Trecho para leitura.

━━━━━━━━

Perguntei a ele se havia feito uma análise de ROI para isso. Curiosamente, não, mas estava empolgado pelo discurso de ganho de produtividade e tornar a empresa dele mais competitiva. OK, boas intenções, mas chamei a atenção para alguns pontos de reflexão.
Suponha uma assinatura de 30 US$ por mês, por funcionário. Serão 30.000 US$ pelos mil funcionários. Ou 360 mil por ano o que dá cerca de R$ 1.800.000,00! Imaginemos que os funcionários disparem vários e-mails por dia, mas qual o tamanho médio deles? Na grande maioria, são pequenos, contendo uma ou duas frases. Que ganhos uma GenAI forneceria nesse caso? Creio que próximo de zero. Para aqueles funcionários que preparam e-mails longos, como Marketing, até faz sentido. Mas para a maioria dos funcionários, não. A mesma coisa com relação ao PPT. Quantas apresentações cada funcionário faz por mês? Quantas pessoas na empresa fazem resumos de relatórios? Pouquíssimas. Novamente, faz sentido? Na maioria das vezes será mais ou menos como usar uma Ferrari para entregar uma pizza.

━━━━━━━━

Material extraído.
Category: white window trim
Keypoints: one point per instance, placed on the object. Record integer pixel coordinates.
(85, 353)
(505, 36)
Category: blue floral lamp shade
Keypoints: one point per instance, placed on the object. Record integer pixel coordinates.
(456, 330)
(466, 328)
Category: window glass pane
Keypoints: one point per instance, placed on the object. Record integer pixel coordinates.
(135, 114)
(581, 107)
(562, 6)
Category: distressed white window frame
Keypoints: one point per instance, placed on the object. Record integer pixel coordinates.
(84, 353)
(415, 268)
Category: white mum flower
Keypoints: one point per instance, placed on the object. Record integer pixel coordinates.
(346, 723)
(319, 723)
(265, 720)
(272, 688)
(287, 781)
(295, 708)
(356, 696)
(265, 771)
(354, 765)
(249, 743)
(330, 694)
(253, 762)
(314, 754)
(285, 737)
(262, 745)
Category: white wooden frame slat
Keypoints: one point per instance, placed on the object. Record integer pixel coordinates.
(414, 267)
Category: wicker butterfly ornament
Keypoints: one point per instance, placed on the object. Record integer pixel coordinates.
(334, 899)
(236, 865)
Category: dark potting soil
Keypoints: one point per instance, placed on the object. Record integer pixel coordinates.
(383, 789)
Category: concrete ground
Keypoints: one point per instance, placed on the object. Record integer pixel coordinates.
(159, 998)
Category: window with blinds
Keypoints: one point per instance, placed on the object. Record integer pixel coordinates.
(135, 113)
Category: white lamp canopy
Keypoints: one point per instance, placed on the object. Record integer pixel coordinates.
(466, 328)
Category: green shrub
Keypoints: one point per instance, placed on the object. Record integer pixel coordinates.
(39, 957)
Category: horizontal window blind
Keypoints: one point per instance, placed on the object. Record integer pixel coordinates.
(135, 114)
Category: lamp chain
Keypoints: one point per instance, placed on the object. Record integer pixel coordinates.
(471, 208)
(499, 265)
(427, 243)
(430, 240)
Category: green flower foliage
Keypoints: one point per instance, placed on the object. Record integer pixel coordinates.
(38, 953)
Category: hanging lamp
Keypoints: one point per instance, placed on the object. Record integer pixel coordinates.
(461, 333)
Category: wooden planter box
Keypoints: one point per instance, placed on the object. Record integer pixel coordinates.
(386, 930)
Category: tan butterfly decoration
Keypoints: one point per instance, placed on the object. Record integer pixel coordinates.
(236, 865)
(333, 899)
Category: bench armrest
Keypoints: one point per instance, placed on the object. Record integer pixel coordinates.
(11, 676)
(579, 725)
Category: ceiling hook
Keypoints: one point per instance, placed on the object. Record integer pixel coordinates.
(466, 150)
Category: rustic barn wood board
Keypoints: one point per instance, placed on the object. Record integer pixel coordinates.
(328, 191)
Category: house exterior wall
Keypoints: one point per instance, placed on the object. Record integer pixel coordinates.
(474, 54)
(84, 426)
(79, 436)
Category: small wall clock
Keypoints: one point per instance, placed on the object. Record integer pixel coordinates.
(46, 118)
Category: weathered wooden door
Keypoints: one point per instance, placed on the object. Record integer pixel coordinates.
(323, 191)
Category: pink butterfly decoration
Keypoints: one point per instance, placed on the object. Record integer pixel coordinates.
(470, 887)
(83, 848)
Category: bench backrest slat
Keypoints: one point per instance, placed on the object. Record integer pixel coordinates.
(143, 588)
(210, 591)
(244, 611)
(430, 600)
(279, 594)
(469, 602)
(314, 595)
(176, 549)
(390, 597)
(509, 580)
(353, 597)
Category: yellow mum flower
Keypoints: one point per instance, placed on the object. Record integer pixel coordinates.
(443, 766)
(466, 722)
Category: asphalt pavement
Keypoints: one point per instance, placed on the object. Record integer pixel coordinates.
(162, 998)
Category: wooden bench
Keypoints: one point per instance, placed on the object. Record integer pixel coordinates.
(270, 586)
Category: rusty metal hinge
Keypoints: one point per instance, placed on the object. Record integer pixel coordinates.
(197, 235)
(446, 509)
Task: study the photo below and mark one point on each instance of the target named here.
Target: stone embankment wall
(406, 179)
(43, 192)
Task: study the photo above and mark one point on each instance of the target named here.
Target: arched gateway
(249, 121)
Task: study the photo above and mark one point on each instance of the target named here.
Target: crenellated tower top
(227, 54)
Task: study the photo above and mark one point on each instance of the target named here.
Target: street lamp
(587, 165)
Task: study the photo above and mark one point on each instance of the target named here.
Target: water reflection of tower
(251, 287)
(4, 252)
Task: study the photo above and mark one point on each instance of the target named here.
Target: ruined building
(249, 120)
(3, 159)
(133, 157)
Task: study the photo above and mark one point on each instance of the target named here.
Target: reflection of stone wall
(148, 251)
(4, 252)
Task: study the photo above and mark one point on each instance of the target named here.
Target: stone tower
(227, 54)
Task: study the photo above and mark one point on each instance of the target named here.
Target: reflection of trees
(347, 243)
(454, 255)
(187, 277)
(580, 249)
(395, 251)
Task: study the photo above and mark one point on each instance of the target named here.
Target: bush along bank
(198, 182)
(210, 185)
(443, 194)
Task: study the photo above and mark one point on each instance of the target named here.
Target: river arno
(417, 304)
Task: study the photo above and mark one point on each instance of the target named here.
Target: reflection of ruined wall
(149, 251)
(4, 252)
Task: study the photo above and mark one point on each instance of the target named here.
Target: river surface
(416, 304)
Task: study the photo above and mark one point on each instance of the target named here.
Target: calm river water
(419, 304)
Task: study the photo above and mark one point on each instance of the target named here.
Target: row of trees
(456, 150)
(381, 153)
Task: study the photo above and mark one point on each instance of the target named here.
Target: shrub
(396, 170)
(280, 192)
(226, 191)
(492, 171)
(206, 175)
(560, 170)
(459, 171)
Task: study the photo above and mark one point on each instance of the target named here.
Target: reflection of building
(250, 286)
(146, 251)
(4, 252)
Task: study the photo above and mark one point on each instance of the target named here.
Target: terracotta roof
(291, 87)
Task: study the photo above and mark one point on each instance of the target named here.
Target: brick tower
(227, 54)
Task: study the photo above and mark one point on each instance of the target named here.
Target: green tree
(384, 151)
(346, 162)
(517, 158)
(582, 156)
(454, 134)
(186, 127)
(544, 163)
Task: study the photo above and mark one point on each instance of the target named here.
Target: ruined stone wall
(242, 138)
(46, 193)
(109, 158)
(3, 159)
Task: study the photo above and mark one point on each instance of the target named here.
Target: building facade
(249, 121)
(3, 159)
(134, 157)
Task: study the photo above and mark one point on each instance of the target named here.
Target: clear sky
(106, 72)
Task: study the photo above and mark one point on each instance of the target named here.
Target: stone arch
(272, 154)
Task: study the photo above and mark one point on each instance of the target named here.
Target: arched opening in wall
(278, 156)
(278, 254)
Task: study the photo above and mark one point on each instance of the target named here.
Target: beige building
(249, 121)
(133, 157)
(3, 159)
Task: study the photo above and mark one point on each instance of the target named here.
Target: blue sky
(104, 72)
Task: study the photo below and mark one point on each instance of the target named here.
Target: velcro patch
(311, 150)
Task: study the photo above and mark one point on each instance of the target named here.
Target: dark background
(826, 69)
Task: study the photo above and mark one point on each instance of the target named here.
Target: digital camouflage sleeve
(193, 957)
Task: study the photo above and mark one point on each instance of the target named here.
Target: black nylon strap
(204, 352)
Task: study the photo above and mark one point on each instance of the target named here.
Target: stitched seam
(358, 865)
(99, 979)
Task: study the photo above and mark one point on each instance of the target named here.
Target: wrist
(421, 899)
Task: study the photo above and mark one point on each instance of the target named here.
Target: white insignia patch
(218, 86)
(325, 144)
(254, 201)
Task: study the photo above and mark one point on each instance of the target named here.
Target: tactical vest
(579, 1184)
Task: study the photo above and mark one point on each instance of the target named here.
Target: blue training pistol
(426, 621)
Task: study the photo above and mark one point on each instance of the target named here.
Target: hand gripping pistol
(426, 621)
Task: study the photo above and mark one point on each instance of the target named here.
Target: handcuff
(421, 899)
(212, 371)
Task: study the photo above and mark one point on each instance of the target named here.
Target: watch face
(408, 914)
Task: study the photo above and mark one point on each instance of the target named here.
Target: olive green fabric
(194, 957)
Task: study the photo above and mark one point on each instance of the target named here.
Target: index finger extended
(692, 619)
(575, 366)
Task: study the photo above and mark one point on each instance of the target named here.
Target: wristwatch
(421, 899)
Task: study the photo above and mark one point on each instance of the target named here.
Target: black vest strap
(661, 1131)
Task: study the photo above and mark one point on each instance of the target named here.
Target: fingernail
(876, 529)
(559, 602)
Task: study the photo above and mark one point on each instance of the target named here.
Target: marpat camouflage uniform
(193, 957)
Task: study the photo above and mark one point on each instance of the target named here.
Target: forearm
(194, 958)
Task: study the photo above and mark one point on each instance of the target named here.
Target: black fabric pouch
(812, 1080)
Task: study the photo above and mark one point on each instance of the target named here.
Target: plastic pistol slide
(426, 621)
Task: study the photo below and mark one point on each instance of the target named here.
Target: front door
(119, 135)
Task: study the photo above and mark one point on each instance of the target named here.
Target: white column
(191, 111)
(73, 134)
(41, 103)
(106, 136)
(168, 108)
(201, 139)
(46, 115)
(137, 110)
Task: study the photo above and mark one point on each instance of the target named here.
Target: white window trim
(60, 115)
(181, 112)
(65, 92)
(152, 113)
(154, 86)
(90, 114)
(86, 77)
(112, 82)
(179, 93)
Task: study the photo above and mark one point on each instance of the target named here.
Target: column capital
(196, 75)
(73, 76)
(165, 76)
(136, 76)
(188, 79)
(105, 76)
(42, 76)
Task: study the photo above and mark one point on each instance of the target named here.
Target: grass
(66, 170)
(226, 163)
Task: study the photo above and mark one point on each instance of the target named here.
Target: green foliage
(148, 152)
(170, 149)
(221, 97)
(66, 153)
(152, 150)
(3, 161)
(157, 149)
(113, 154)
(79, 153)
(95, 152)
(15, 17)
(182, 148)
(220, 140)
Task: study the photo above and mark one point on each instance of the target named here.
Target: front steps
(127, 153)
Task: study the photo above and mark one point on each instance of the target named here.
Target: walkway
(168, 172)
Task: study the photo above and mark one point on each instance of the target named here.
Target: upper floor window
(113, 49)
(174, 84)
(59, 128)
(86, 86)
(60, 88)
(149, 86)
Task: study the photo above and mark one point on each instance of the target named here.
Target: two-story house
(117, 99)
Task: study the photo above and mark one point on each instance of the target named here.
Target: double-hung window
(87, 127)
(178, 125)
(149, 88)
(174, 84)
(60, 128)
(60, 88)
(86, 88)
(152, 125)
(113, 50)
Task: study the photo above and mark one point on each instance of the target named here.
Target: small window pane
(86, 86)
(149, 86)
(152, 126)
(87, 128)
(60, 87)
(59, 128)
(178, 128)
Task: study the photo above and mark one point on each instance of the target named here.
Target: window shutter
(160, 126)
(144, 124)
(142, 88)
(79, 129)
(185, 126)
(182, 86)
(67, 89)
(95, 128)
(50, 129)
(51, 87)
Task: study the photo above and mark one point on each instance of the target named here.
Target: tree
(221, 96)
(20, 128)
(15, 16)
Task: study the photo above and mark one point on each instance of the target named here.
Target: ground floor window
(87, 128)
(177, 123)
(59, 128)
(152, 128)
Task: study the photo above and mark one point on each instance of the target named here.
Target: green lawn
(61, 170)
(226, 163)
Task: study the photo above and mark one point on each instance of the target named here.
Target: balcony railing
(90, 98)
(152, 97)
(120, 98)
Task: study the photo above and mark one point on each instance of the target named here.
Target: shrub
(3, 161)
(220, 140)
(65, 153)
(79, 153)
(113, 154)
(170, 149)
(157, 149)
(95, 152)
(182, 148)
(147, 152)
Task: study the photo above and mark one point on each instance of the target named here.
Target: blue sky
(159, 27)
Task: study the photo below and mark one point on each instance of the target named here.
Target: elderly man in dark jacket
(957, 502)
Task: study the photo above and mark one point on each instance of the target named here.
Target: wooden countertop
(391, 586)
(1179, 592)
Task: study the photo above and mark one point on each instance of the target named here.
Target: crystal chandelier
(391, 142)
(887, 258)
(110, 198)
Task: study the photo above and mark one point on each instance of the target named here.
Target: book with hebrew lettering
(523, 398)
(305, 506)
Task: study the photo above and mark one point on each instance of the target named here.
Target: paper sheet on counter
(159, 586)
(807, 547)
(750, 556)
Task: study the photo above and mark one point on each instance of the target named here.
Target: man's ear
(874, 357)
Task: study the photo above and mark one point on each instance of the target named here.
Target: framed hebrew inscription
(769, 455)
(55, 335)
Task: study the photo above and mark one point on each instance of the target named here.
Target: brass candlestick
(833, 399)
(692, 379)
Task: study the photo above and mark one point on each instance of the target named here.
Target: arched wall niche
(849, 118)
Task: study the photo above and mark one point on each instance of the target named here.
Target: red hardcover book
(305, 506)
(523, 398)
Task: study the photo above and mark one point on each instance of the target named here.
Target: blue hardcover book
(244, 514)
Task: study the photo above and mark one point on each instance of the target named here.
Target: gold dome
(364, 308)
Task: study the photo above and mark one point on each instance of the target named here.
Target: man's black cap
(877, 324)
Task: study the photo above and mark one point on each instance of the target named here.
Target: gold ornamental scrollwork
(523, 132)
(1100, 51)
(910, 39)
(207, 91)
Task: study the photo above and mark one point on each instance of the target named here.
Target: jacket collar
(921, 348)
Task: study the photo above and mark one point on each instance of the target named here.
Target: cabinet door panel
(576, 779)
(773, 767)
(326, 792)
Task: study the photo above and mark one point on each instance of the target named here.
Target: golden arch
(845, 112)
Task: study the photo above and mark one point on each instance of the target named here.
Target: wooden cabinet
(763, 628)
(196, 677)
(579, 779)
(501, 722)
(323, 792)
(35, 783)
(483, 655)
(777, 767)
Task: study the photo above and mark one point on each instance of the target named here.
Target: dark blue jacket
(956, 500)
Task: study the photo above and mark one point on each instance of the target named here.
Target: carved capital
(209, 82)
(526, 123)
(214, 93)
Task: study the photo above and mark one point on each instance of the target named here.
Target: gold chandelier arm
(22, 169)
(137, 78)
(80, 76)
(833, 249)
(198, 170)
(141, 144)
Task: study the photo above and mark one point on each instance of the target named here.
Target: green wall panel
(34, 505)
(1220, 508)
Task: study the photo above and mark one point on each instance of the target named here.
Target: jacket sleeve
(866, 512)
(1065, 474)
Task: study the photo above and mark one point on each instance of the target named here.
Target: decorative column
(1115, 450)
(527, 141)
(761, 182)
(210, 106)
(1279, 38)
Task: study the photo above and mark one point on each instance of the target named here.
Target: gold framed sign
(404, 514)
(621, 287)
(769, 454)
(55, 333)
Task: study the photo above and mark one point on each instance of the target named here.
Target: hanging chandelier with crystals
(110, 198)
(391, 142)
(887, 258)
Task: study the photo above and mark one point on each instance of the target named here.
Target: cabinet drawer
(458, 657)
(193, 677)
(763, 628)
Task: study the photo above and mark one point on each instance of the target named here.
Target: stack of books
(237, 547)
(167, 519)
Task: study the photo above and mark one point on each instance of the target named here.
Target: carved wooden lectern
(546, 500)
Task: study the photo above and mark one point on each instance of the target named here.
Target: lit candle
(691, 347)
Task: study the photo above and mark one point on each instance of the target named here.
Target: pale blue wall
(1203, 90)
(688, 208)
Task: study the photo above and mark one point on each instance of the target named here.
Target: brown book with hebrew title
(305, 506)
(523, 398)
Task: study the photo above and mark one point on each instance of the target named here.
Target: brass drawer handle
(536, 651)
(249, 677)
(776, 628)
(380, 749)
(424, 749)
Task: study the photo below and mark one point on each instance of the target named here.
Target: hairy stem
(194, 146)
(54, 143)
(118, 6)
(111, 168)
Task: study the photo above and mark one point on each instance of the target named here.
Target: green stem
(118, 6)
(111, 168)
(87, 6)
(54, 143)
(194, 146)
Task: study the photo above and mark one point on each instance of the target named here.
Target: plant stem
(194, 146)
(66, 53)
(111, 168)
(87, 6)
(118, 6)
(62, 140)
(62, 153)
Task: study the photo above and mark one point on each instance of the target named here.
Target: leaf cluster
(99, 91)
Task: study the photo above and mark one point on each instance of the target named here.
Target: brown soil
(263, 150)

━━━━━━━━

Tarefas do exercício.
**1)** Diga se cada afirmação abaixo está de acordo com o trecho sobre o retorno da IA generativa, respondendo sim ou não e citando literalmente as palavras do trecho que decidem a questão. (a) O interlocutor do autor tinha feito uma análise de ROI. (b) A maior parte dos e-mails dos funcionários é curta. (c) Para funcionários de Marketing, a GenAI não faz sentido.
**2)** Continue o trecho sobre o retorno da IA generativa a partir da última frase apresentada.
O material é independente do trecho sobre o retorno da IA generativa.

Respostas.
**1)**
(a) Não: "Curiosamente, não".
(b) Sim: "Na grande maioria, são pequenos, contendo uma ou duas frases."
(c) Não: "Para aqueles funcionários que preparam e-mails longos, como Marketing, até faz sentido."

**2)**
Para os desenvolvedores e uma pequena parcela dos funcionários, dependendo da atividade, uma ferramenta dessas é um grande assistente. Mas para os 1.000 como um todo, é melhor reavaliar com mais cuidado.
Creio que já estamos ganhando maturidade suficiente para sair do frenesi e perceber que a utilização individual de ferramentas desse tipo é bem diferente do uso corporativo e que os custos envolvidos não são pequenos. Estamos claramente em um ponto onde temos que traduzir o entusiasmo e a empolgação em uma verdadeira adoção que traga benefícios palpáveis para o negócio. Decisões pelo FOMO, sem uma visão de onde quer chegar e quais expectativas de ROI se pretende obter não me parece uma boa prática.
Na minha opinião, a IA precisa se colocar em um terreno mais firme, sólido e menos “hypado”, se quiser parar de oscilar à beira do precipício da desilusão. Precisamos de mais do que pronunciamentos vagos como esse tuíte extremamente ufanista e tecno-otimista, meio descolado da realidade.
Acredito que dar à IA um choque de realidade é que que melhor pode acontecer com a tecnologia. Sua maior chance de sucesso não está no hype, que não é sustentável, mas em ações concretas com resultados tangíveis. E perfeitamente factíveis!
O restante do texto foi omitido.